■ **Exercise objective**: Copy the entire listing below word for word, keeping every line as it appears.
>> START Supplied material
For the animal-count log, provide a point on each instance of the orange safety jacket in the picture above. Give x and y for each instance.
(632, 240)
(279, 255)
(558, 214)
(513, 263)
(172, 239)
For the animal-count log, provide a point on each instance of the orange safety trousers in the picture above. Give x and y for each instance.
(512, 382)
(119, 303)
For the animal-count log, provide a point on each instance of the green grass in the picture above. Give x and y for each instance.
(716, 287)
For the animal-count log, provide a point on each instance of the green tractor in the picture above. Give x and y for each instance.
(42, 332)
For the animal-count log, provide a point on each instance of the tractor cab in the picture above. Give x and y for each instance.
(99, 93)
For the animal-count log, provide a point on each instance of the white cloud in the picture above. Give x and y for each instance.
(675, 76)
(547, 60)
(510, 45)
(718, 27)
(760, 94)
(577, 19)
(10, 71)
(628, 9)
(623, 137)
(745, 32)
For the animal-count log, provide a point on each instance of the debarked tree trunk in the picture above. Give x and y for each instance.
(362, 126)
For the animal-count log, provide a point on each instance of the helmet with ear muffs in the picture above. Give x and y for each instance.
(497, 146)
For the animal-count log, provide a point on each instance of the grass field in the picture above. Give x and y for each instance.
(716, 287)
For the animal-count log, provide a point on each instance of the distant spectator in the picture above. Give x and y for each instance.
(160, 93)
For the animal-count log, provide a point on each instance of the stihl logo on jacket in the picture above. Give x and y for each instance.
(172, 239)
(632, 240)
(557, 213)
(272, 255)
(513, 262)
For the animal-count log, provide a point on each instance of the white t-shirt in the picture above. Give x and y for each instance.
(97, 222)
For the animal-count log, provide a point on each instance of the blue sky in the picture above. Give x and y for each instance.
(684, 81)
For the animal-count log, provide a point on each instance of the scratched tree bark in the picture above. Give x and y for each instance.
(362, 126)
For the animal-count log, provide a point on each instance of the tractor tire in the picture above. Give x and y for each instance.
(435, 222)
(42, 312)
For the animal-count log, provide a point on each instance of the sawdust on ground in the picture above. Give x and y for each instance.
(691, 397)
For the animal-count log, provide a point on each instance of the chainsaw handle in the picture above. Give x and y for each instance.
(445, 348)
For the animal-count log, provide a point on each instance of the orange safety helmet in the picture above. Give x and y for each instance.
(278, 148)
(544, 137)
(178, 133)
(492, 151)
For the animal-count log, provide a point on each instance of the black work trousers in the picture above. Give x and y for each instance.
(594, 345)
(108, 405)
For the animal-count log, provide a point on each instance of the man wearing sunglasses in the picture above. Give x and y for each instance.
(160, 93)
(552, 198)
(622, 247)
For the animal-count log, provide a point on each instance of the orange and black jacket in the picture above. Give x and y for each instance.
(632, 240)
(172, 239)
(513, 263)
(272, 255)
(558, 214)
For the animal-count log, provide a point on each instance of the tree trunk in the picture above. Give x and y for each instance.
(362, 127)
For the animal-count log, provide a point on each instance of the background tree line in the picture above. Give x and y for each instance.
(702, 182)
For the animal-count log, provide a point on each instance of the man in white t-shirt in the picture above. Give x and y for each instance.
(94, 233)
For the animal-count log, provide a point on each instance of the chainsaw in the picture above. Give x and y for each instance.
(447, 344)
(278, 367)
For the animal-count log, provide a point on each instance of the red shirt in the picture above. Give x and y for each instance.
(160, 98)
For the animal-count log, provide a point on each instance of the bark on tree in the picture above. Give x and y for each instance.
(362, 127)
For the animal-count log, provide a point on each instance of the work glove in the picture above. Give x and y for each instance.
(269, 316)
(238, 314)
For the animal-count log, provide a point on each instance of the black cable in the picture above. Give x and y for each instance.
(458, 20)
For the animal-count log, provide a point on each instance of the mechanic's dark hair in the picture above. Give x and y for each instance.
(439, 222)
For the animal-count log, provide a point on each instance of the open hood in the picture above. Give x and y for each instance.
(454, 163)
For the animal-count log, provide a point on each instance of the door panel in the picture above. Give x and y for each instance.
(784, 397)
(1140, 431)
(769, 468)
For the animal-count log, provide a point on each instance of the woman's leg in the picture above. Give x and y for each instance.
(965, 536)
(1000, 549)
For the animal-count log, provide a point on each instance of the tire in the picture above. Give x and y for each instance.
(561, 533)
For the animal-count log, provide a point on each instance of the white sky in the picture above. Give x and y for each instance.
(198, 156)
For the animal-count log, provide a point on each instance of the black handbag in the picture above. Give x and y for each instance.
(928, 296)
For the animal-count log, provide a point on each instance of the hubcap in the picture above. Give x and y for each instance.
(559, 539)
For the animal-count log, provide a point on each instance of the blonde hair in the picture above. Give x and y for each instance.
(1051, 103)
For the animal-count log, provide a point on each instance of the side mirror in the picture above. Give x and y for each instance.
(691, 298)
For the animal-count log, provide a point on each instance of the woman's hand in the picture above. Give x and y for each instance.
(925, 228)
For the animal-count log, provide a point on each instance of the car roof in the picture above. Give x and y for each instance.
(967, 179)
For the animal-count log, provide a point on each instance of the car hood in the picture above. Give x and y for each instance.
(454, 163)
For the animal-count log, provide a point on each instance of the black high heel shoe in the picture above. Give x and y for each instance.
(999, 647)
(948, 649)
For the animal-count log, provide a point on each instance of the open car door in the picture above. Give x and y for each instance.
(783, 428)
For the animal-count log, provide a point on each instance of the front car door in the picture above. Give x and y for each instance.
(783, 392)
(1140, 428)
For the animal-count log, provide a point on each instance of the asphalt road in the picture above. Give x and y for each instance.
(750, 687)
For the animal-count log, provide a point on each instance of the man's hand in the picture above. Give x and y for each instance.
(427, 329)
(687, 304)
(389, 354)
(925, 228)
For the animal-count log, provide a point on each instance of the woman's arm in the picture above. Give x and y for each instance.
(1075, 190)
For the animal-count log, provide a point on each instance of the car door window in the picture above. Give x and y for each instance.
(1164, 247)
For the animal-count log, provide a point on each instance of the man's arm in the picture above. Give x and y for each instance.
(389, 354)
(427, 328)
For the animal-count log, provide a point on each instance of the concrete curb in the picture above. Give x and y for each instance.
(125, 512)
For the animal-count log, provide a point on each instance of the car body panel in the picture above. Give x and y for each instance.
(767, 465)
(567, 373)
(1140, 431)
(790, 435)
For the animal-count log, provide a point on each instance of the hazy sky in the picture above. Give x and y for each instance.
>> END Supplied material
■ **Worked answer**:
For the animal-count log, provide a point on each instance of the orange safety jacket in the picture above. Give x and y for each instance.
(632, 240)
(279, 255)
(558, 214)
(513, 263)
(172, 239)
For the animal-count log, provide a point on each instance of the orange safety trousers in the picture above. Give x and y for each instance.
(512, 382)
(119, 303)
For the animal-count log, provide a point on each instance of the green grass in the picture above. Give x and y for each instance.
(716, 287)
For the animal-count log, provide a point on each instance of the green tractor in the picture above. Give x and y for each instance.
(42, 332)
For the animal-count log, provide a point on each instance of the tractor cab in the picture above. Give x and y for each instance.
(99, 93)
For the animal-count log, provide a point on each instance of the white cloud in the picture above. Give x and y for each instance.
(675, 76)
(547, 60)
(510, 45)
(718, 27)
(760, 94)
(577, 19)
(10, 71)
(628, 9)
(623, 137)
(745, 32)
For the animal-count log, provide a point on each instance of the debarked tree trunk in the picture above. Give x and y for each instance.
(362, 126)
For the animal-count log, provide a point on each instance of the helmet with ear muffs in the picture above. Give x and y for each instance.
(497, 146)
For the animal-count log, provide a point on each instance of the grass field in the picture above. Give x and y for each instance.
(716, 287)
For the animal-count log, provide a point on each instance of the distant spectator in the picture above. Give x and y for each instance.
(160, 93)
For the animal-count log, provide a point on each instance of the stihl logo on jacket in the picture above. Give x and y for each instance.
(172, 239)
(632, 240)
(557, 213)
(272, 255)
(513, 262)
For the animal-count log, provide a point on each instance of the white t-shirt in the picture above. Give x and y for each instance.
(97, 222)
For the animal-count log, provide a point on each instance of the blue sky in the picture above. Give x and y for each instance.
(684, 81)
For the animal-count log, provide a point on each instance of the scratched tree bark in the picture above. Give x and y for each instance.
(362, 126)
For the animal-count log, provide a point on each instance of the tractor tire in the picture above. Give x and y for each instance.
(435, 222)
(42, 312)
For the animal-count log, provide a point on each instance of the sawdust on ground in the picture above. Give x and y for each instance.
(691, 397)
For the animal-count log, provide a point on each instance of the chainsaw handle in the picture above. Give x and y for each instance.
(445, 348)
For the animal-count log, provide a point on each instance of the orange safety helmet in the picture above. Give x and y for each instance.
(278, 148)
(544, 137)
(178, 133)
(492, 151)
For the animal-count log, provide a point on each instance of the black work trousers in the picture above. Give x and y for each instance.
(594, 345)
(108, 405)
For the animal-count log, provide a point on each instance of the man wearing sunglasses in the picture above. Give x and y for each instance.
(160, 93)
(552, 198)
(622, 247)
For the animal-count log, provide a point on each instance of the orange and black jacket in the picture above. Give x and y for each instance.
(632, 240)
(172, 239)
(513, 263)
(272, 255)
(558, 214)
For the animal-count log, provide a point on each instance of the tree trunk in the picture above. Give x and y for each instance.
(362, 127)
For the animal-count log, provide a point on each instance of the background tree line in the picture above. Give x and y for each instance.
(702, 182)
For the animal-count log, provide a point on each instance of the man in white t-shirt in the picture above. Give x and y for each instance.
(94, 233)
For the animal-count log, provide a point on each instance of the chainsaw in the picture above. Give x and y for each instance.
(447, 344)
(278, 367)
For the animal-count log, provide a point on each instance of the red shirt in the picture above. Give x and y for each instance.
(160, 98)
For the animal-count log, provide a point on each instance of the bark on tree in the picture above. Give x and y for each instance.
(362, 127)
For the animal-count log, provide a point on each instance of the work glove in the picture above. Give x and y for each instance.
(269, 316)
(238, 314)
For the animal-count log, provide a point on each instance of the black cable in the picture above. Give x and y for each instance.
(458, 20)
For the animal-count log, provide a point on each instance of the mechanic's dark hair in the picture above. Give x and y for each instance.
(439, 222)
For the animal-count log, provide a point on each instance of the open hood in the picture above. Give x and y for each instance.
(454, 163)
For the animal-count log, provide a point on each instance of the door panel in the picture above. Give x and y for each instance.
(784, 397)
(1140, 431)
(769, 468)
For the animal-count log, provide a point on each instance of the woman's leg in the picture above. Give x and y for each instance.
(965, 536)
(1000, 549)
For the animal-count log, provide a point on each instance of the tire in the picture above. Give x and y for each instance.
(561, 533)
For the animal-count log, provide a point on each instance of the white sky in the picture above. Give x and y for each instance.
(198, 156)
For the animal-count log, provide a point on each instance of the black handbag in the picture above. Give x and y for each instance.
(928, 296)
For the animal-count log, provide a point on each instance of the hubcap in the picture above. Give x and y for each instance.
(559, 539)
For the animal-count log, provide a point on each instance of the blonde hair in the picture above. Give x and y for each instance.
(1051, 103)
For the animal-count log, provide a point on each instance of the side mirror in the picture above. Give x and y for each instance.
(691, 298)
For the animal-count log, provide a point on each instance of the woman's hand in the picture above. Give x and y for each instance.
(925, 228)
For the animal-count log, provide a point on each instance of the car roof in the picture above. Give x and y for each instance.
(967, 179)
For the animal-count log, provide a point on each instance of the car hood in the picture above. Give x and y for each instance.
(454, 163)
For the animal-count log, provide a point on each instance of the black high heel shoe in the picture above. Give x and y for each instance.
(999, 647)
(948, 649)
For the animal-count log, provide a point on each instance of the open car door in the picture above. Give x and y for each instance.
(783, 428)
For the animal-count log, provide a point on each instance of the front car door in the picture above. Give x and y for each instance.
(783, 392)
(1140, 428)
For the animal-count log, provide a point on each instance of the asphalt road in the picture above. Give x and y for each instance.
(750, 687)
For the animal-count log, provide a point on each instance of the man's hand in the picture above. Give x and y for each instance.
(427, 329)
(687, 304)
(389, 354)
(925, 228)
For the animal-count log, provide a point on each instance of the woman's arm in the picture above. Give x and y for each instance.
(1075, 190)
For the animal-count log, provide a point on each instance of the car door window in the picture above. Give x and y for each instance.
(1164, 247)
For the animal-count log, provide a point on each instance of the man's arm in the picture above. Give x and y for each instance.
(389, 354)
(427, 328)
For the animal-count log, provide a point on each instance of the concrete curb in the picture above. Give x and y for each instance.
(125, 512)
For the animal-count log, provide a point on each instance of the car body panel in the picture above. Give x and y for each instance.
(767, 465)
(567, 373)
(1140, 431)
(790, 435)
For the animal-count log, provide a point on each instance of the hazy sky in the picture above. Give x and y for each instance.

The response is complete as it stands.